Stated goal 1
In the NFS locking thread, why does the writer suspect NFS locking is so troublesome? Please answer in one to three sentences.
== Selected excerpt ==
Never export an inbox read/write if reliability of mail delivery is
needed.  Use IMAP instead.

 It seems to be no specific operating system problem - all
 combinations of clients and servers are involved.

I suspect the reason NFS locking is so troublesome is that it
presents problems which are fundamentally incomputable.  Prior
to restoration of communication, how can any automaton possibly
distinguish between

* a temporary loss of the communication link (but the peer is still
  running and the link will eventually be re-established), and

* the peer has crashed, and will eventually reboot?
___
freebsd-questions@freebsd.org mailing list
http://lists.freebsd.org/mailman/listinfo/freebsd-questions
To unsubscribe, send any mail to freebsd-questions-unsubscr...@freebsd.org


Is NFS Locking Reliable?

2009-03-10 Thread Konrad Heuer


I'd like to ask for your experiences with NFS locking in larger 
environments.


Our experiences are not so satisfying. Our NFS servers for user home 
directories are on FreeBSD (6.4), MacOSX (10.5), Linux (still 2.4 kernel) 
and Tru64-UNIX boxes; NFS clients are mostly Linux (2.6 kernel) and 
FreeBSD (6.4, 7.0, but w/o kernel lockd) systems.


There are periods of several days without problems, but from time to time, 
on one, two, or several (but not all) clients application processes which 
use locking suddenly hang in kernel mode - namely firefox, opera, pine.


It seems to be no specific operating system problem - all combinations of 
clients and servers are involved.


There are some suspicious facts that out network may cause problems 
although not all ip subnets are protected by cisco firewall modules. But 
there may be other circumstances which could lead to sporadic packet 
losses or whatever else ...


So, if anyone has similar or other experiences with NFS locking, I'm very 
interested in reading about!


Thank you very much in advance!
===
== Data for processing ==
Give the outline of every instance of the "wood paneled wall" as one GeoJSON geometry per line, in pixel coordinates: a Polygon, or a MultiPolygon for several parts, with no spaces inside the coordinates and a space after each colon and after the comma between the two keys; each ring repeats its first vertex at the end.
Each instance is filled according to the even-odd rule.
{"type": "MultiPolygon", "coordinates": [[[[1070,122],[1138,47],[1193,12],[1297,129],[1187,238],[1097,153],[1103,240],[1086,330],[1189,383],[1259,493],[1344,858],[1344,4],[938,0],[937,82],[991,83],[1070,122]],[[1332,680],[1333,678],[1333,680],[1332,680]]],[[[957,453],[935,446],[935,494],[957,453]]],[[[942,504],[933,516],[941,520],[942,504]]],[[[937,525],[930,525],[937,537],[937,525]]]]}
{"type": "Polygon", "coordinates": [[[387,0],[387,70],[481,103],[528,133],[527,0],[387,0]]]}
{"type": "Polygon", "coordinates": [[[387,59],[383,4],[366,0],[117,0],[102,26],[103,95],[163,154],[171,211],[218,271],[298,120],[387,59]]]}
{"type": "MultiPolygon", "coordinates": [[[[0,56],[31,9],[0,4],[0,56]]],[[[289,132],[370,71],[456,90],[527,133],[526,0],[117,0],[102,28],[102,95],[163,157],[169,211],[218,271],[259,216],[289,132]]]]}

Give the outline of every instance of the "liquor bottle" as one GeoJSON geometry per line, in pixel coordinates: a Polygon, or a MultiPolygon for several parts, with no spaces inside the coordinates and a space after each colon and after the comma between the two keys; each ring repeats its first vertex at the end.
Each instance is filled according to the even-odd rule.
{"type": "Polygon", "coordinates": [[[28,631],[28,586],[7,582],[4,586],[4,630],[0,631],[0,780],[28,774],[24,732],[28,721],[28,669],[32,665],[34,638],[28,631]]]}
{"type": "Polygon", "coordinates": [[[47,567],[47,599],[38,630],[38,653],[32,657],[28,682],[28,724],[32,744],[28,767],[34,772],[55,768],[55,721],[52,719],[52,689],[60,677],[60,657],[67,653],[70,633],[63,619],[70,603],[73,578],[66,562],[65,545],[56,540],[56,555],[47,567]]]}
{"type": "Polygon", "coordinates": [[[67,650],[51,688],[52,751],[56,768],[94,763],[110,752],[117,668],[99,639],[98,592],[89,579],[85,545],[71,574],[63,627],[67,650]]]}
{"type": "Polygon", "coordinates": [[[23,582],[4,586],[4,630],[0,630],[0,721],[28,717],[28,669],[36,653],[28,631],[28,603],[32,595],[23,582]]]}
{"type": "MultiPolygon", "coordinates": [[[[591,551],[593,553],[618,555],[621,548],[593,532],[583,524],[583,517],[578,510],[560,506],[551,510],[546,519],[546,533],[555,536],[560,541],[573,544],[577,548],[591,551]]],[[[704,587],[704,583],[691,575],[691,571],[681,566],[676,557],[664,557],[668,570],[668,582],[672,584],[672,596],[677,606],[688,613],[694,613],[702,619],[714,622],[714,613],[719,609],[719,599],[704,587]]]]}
===
Stated goal 2
Show every line of the rows that contains the string "comma".

Exercise output 1
The writer suspects NFS locking presents problems that are fundamentally incomputable. Until communication is restored, no automaton can tell a temporary loss of the communication link (with the peer still running) from a peer that has crashed and will eventually reboot.

Exercise output 2
Give the outline of every instance of the "wood paneled wall" as one GeoJSON geometry per line, in pixel coordinates: a Polygon, or a MultiPolygon for several parts, with no spaces inside the coordinates and a space after each colon and after the comma between the two keys; each ring repeats its first vertex at the end.
Give the outline of every instance of the "liquor bottle" as one GeoJSON geometry per line, in pixel coordinates: a Polygon, or a MultiPolygon for several parts, with no spaces inside the coordinates and a space after each colon and after the comma between the two keys; each ring repeats its first vertex at the end.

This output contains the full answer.